■ GIVEN EXERCISE: Write out, word for word, the part of the fall arrest guidelines below that runs from "II. Additional non-mandatory" to "fall arrest system.".

■ TEXT SHOWN:
----------
II. Additional non-mandatory guidelines for personal fall arrest systems. The following information constitutes additional guidelines for use in complying with requirements for a personal fall arrest system.
(a) Selection and use considerations. (1) The kind of personal fall arrest system selected should match the particular work situation, and any possible free fall distance should be kept to a minimum. Consideration should be given to the particular work environment. For example, the presence of acids, dirt, moisture, oil, grease, etc., and their effect on the system, should be evaluated. Hot or cold environments may also have an adverse effect on the system. Wire rope should not be used where an electrical hazard is anticipated. As required by the standard, the employer must plan to have means available to promptly rescue an employee should a fall occur, since the suspended employee may not be able to reach a work level independently.
----------
(Labeled-object pointing entries)
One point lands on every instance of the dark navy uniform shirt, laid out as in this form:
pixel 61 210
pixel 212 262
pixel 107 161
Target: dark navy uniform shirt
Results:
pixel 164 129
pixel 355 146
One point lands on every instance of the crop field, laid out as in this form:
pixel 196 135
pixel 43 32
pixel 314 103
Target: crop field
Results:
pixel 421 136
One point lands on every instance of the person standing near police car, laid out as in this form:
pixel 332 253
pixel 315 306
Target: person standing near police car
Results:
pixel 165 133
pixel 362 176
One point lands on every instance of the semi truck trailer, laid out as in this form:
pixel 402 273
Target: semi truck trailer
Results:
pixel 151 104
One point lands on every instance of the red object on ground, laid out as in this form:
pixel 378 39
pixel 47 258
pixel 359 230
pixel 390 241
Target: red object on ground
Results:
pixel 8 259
----------
■ REPLY TO THE EXERCISE:
II. Additional non-mandatory guidelines for personal fall arrest systems. The following information constitutes additional guidelines for use in complying with requirements for a personal fall arrest system.